[What the exercise asks]
Repeat all the data that appears below, keeping it exact.

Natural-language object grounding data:
-.-.-
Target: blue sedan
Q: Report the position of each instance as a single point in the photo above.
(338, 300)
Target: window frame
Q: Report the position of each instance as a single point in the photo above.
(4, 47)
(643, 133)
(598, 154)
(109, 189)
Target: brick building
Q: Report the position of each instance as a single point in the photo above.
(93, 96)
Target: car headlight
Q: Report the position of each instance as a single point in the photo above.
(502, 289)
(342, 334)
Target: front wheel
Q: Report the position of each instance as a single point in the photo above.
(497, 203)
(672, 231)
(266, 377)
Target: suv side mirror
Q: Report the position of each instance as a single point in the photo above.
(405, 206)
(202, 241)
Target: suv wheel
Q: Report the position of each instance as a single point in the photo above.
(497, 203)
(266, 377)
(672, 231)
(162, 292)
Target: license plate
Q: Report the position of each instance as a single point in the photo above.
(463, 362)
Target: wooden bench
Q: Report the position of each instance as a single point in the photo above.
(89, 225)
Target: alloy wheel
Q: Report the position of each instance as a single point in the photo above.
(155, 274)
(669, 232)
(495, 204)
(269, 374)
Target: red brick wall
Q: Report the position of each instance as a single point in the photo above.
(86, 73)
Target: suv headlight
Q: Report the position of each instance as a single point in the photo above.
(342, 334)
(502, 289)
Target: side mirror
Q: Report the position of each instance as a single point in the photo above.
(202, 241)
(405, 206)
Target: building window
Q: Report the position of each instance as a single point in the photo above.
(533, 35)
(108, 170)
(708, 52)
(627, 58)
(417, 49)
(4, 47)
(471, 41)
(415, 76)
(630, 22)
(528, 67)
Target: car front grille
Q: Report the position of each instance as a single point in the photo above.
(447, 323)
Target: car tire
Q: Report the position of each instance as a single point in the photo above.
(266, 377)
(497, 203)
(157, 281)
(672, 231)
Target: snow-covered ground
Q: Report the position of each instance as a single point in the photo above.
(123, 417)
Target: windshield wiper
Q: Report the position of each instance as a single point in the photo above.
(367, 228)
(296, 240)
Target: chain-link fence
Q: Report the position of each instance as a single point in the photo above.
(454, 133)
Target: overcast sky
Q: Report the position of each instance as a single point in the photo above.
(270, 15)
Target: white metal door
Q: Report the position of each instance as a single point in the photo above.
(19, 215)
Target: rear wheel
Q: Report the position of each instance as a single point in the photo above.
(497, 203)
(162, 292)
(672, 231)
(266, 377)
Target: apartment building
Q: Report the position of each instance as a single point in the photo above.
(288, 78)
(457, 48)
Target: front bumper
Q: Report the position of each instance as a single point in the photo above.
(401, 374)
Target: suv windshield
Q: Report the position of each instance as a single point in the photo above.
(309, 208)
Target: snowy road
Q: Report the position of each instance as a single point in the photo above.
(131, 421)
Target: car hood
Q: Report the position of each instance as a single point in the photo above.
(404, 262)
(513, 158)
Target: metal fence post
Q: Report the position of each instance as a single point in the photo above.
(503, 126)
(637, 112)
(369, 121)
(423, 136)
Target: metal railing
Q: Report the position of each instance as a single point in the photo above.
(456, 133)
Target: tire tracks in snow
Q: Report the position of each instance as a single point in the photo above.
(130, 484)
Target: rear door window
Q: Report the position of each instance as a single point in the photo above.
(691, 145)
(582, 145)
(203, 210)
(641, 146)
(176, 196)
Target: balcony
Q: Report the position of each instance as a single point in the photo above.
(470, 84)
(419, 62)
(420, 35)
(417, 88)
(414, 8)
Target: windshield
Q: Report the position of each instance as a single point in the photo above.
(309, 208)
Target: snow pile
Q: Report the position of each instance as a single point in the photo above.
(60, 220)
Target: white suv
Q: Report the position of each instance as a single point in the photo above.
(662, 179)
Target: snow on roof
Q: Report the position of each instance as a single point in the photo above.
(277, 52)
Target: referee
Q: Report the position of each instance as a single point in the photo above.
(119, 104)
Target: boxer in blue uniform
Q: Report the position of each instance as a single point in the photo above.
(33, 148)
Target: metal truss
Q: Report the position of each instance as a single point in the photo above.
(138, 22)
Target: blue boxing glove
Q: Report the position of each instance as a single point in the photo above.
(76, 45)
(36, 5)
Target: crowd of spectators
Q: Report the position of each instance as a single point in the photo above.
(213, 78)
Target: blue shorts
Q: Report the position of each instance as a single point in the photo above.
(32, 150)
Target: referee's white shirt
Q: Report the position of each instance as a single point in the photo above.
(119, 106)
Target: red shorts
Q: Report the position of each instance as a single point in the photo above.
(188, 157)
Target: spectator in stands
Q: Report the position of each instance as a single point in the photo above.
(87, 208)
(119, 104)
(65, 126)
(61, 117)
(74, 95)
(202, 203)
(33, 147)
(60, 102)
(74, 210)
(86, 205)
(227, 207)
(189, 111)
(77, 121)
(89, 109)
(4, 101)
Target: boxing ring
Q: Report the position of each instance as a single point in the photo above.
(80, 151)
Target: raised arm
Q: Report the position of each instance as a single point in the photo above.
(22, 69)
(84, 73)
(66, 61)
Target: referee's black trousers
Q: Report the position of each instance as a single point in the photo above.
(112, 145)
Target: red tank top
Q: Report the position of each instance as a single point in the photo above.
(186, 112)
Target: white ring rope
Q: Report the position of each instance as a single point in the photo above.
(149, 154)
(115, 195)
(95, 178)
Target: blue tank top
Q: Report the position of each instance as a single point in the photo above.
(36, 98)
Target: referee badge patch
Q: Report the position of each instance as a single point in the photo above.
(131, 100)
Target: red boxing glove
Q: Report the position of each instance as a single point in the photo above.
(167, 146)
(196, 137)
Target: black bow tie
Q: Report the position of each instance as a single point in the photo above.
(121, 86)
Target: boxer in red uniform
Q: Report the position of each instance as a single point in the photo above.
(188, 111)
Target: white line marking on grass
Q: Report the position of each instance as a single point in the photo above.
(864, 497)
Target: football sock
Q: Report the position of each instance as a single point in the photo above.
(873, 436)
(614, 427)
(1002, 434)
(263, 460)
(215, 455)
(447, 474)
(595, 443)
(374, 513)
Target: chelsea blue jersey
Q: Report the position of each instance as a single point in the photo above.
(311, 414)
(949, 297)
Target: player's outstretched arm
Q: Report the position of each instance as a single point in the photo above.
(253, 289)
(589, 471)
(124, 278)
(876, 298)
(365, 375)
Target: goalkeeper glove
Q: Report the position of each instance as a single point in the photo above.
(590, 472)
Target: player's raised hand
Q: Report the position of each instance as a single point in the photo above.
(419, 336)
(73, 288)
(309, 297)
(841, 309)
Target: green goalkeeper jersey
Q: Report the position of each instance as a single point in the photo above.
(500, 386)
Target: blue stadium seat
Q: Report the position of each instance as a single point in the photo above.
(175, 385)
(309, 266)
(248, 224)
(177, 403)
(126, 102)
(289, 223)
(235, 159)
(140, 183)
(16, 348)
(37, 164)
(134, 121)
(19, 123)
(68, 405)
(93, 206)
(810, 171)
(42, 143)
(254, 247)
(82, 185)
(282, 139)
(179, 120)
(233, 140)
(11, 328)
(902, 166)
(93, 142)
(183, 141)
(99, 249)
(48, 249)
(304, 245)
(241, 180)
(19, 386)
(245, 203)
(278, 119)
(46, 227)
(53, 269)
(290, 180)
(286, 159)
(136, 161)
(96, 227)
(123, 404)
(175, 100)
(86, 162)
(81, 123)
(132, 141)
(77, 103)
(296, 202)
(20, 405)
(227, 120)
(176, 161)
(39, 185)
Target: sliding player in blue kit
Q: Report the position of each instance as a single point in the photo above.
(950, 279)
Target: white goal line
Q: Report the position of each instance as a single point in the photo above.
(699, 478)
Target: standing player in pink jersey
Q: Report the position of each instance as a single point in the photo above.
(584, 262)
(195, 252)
-.-.-
[Solution]
Target: blue sedan
Q: Report the position of each instance as a single point in the photo above.
(338, 300)
Target: window frame
Q: Report the position of each instance as a single point in the photo above.
(4, 47)
(643, 133)
(598, 154)
(109, 189)
Target: brick building
Q: Report the position of each instance as a single point in the photo above.
(93, 96)
Target: car headlight
Q: Report the position of each instance as a single point in the photo above.
(502, 289)
(342, 334)
Target: front wheel
Q: Report the position of each instance as a single point in the photo above.
(497, 203)
(672, 231)
(266, 377)
Target: suv side mirror
Q: Report the position of each instance as a single point in the photo above.
(405, 206)
(202, 241)
Target: suv wheel
Q: Report the position of each instance as a single point in the photo above.
(497, 203)
(266, 377)
(672, 231)
(162, 292)
Target: license plate
Q: Report the position of each instance as a single point in the photo above.
(463, 362)
Target: wooden bench
Q: Report the position of each instance as a single point in the photo above.
(89, 225)
Target: alloy wheel
Q: Report the position of each instance as a single point in the photo above.
(155, 274)
(669, 232)
(495, 204)
(269, 374)
Target: red brick wall
Q: Report the position of each instance as a single point in the photo above.
(86, 73)
Target: suv headlight
Q: Report the position of each instance as a single point in the photo above.
(342, 334)
(502, 289)
Target: side mirror
Q: Report the position of each instance as a single point in the photo above.
(202, 241)
(405, 206)
Target: building window
Q: Report the position of each instance as a single point in the photo above.
(533, 35)
(108, 170)
(708, 52)
(627, 58)
(417, 49)
(4, 47)
(471, 41)
(415, 76)
(630, 22)
(528, 67)
Target: car front grille
Q: Report the position of each instance as a single point in the photo above.
(447, 323)
Target: car tire
Q: Report the position of each instance as a single point in the photo above.
(266, 377)
(497, 203)
(157, 281)
(672, 231)
Target: snow-covered ground
Q: Report the position of each instance as a single point in the photo above.
(123, 417)
Target: windshield wiper
Q: Report the position of each instance as a single point in the photo above.
(367, 228)
(296, 240)
Target: chain-link fence
Q: Report the position of each instance as a single point in the photo above.
(454, 133)
Target: overcast sky
Q: Report the position of each instance as a single point in the photo above.
(270, 15)
Target: white metal door
Q: Report the position of each instance as a single point in the photo above.
(19, 215)
Target: rear wheel
Q: Report the position of each instance as a single point in the photo above.
(497, 203)
(162, 292)
(672, 231)
(266, 377)
Target: apartment building
Q: Report the position of each instance as a single point in the photo above.
(288, 78)
(457, 48)
Target: front bumper
Q: Report the position of each instance as a single point in the photo above.
(401, 374)
Target: suv windshield
Q: Report the position of each instance as a single point in the photo above.
(309, 208)
Target: snowy road
Q: Report the position of each instance as a single point in the photo above.
(131, 421)
Target: car hood
Q: Report the position of each instance as a single point in the photo above.
(404, 262)
(513, 158)
Target: metal fence post
Q: Report the position of each instance as a single point in the photo above.
(503, 126)
(637, 112)
(369, 121)
(423, 136)
Target: metal railing
Q: Report the position of each instance as a single point in the photo above.
(456, 133)
Target: tire tracks in snow
Q: Report the position of each instance as a single point in the photo above.
(130, 484)
Target: rear door window
Q: Report the position of each instance as a single point in the photo above.
(691, 145)
(582, 145)
(203, 210)
(641, 146)
(176, 196)
Target: balcony
Q: Report the position of each instance as a single point in the photo above.
(470, 84)
(419, 62)
(420, 35)
(417, 88)
(414, 8)
Target: windshield
Q: Report the position of each instance as a single point in the photo above.
(309, 208)
Target: snow pile
Q: Report the position of each instance as a single point in the photo above.
(60, 220)
Target: white suv
Q: Report the position of each instance as a single point in the photo above.
(662, 179)
Target: snow on roof
Q: Report the position of each instance as a single point in the photo above.
(277, 52)
Target: referee
Q: Report the position of each instance as a single point in the photo above.
(119, 104)
Target: boxer in blue uniform
Q: Report the position of each instance as a single point in the photo above.
(33, 148)
Target: metal truss
Q: Report the position of each instance as a single point in the photo above.
(138, 22)
Target: blue boxing glove
Q: Report the position of each instance as a single point in the photo above.
(76, 45)
(36, 5)
Target: crowd of spectators
Q: Report the position of each instance as a single point in the photo above.
(213, 78)
Target: blue shorts
Q: Report the position of each instance as a single point in the photo above.
(32, 150)
Target: referee's white shirt
Q: Report the position of each instance as a single point in the photo above.
(119, 106)
Target: red shorts
Q: Report the position of each instance as a single point in the photo above.
(188, 157)
Target: spectator in stands
Q: Report the position of each instance as a single point in the photo above.
(87, 208)
(119, 104)
(65, 126)
(61, 117)
(74, 95)
(202, 203)
(33, 147)
(60, 102)
(74, 210)
(86, 205)
(227, 207)
(189, 111)
(77, 121)
(89, 109)
(4, 101)
Target: boxing ring
Q: Report the position of each instance as a single point in the photo above.
(80, 151)
Target: raised arm
Q: Report the position of each instance as a single point in the photo above.
(22, 69)
(84, 73)
(66, 61)
Target: referee's black trousers
Q: Report the position of each instance as a single point in the photo above.
(112, 145)
Target: red tank top
Q: Report the position of each instance as a single point in the photo above.
(186, 112)
Target: white ring rope
Q: Report the position of each instance as a single point in the photo above.
(149, 154)
(115, 195)
(95, 178)
Target: blue tank top
Q: Report the position of each instance as a single point in the photo above.
(36, 98)
Target: referee badge patch
Q: Report the position of each instance as a single point in the photo above.
(131, 100)
Target: red boxing glove
Q: Report the position of each instance as a single point in the photo above.
(167, 146)
(196, 137)
Target: black bow tie
Q: Report the position of each instance as a single point in the photo above.
(121, 86)
Target: boxer in red uniform
Q: Report the position of each instance as a single point in the photo above.
(188, 111)
Target: white line marking on grass
Q: Report the position of each instance as a single point in the photo above.
(864, 497)
Target: football sock
Q: Report the position of each instance as a single point in the photo above.
(873, 436)
(614, 427)
(1002, 434)
(263, 460)
(215, 455)
(447, 474)
(595, 443)
(374, 513)
Target: chelsea blue jersey
Q: Report the position of each instance as a single point in the photo above.
(311, 414)
(949, 297)
Target: player's outstretched arm
Q: Report the position of each instance as a single point in the photo above.
(253, 289)
(589, 471)
(124, 278)
(876, 298)
(365, 375)
Target: goalkeeper glove
Q: Report the position of each instance as a single point in the photo above.
(590, 472)
Target: player's raised hand
Q: Report the position of each instance as a single point in the photo above.
(419, 336)
(73, 288)
(309, 297)
(841, 309)
Target: green goalkeeper jersey
Q: Report the position of each instance as a single point in the photo above.
(500, 386)
Target: blue stadium seat
Q: Report the position of each instance as a single point in the photo above.
(175, 385)
(309, 266)
(248, 224)
(177, 403)
(126, 102)
(289, 223)
(235, 159)
(140, 183)
(16, 348)
(37, 164)
(134, 121)
(19, 123)
(68, 405)
(93, 206)
(810, 171)
(42, 143)
(254, 247)
(82, 185)
(282, 139)
(179, 120)
(233, 140)
(11, 328)
(902, 166)
(93, 142)
(183, 141)
(99, 249)
(48, 249)
(304, 245)
(241, 180)
(19, 386)
(245, 203)
(278, 119)
(46, 227)
(53, 269)
(290, 180)
(286, 159)
(136, 161)
(96, 227)
(123, 404)
(175, 100)
(86, 162)
(81, 123)
(132, 141)
(77, 103)
(296, 202)
(20, 405)
(227, 120)
(176, 161)
(39, 185)
Target: sliding player in blue kit
Q: Report the position of each instance as a single point in the photo above.
(950, 279)
Target: white goal line
Q: Report the position of each instance as a single point in the photo above.
(699, 478)
Target: standing player in pink jersey
Q: Report the position of each instance as a single point in the photo above.
(584, 262)
(195, 252)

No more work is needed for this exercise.